> _TRECHO FORNECIDO_
Na madrugada de sábado (30), mais um jovem negro foi morto no Rio; testemunha afirma que tiro partiu de policial
No domingo (31), a manifestação Vida Negras Importam, em frente ao Palácio Guanabara, sede do governo do estado do Rio de Janeiro, lembrou os jovens negros mortos por policiais.
“A vida do meu povo importa porque eu não aguento mais chorar. O meu povo tem que continuar a viver e a gente está aqui para isso”, disse, em tom emocionado, Mônica Cunha, fundadora do Movimento Moleque.
O ato no Brasil foi anunciado enquanto manifestações nos Estados Unidos se intensificam cada vez mais. Os protestos ocorrem desde a morte de George Floyd por um policial em Minneapolis, na última segunda-feira (25) – na noite de sábado (30) ao menos 75 cidades registraram protestos que chegaram ao quinto dia consecutivo.

> _MATERIAL FORNECIDO_
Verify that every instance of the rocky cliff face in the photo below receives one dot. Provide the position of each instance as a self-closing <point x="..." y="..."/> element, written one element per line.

> _CONJUNTO DE TAREFAS_
1) Segundo a notícia sobre a manifestação no Rio, de qual movimento Mônica Cunha é fundadora?
2) Escreva a continuação da notícia sobre a manifestação no Rio, começando logo depois da última frase.

> _CONJUNTO DE RESPOSTAS_
1) Do Movimento Moleque.

2)
Além disso, no Rio de Janeiro, mais uma suspeita de morte de um homem negro pela polícia na madrugada de sábado (30) mobilizou a manifestação. Matheus Oliveira foi baleado na cabeça perto de um dos acessos ao Morro do Borel, na Tijuca, Zona Norte do Rio. Moradores da comunidade confirmam que o tiro partiu de um policial. A PM afirmou que irá apurar as versões do caso.
Segundo familiares, Matheus Oliveira era barbeiro, moto-taxista e trabalhava para aplicativos de entrega.
A morte ocorre menos de duas semanas após o caso do menino João Pedro, 14 anos, que levou um tiro fatal na sua casa no Complexo do Salgueiro, em São Gonçalo, na região metropolitana do Rio de Janeiro, durante uma ação conjunta da Polícia Civil e Polícia Federal no dia 18 de maio.
Os organizadores do protesto pediram que os participantes se comprometam em seguir as orientações de segurança sanitária. “Mantenha distância de 2 metros das outras pessoas, volte para casa depois do ato, não crie aglomerações, vá de máscara. Se for grupo de risco, não vá”, orienta o cartaz de divulgação.
Mudança de versão
Os três policiais civis investigados pelo homicídio deram novos depoimentos e mudaram as versões sobre as armas utilizadas na ação e a quantidade tiros disparados. No primeiro momento, haviam dito que foram 23 tiros durante a operação. Uma semana depois, admitiram que foram 64 disparos. A família de João Pedro afirma que contou mais de 70 marcas de tiros nas paredes da casa.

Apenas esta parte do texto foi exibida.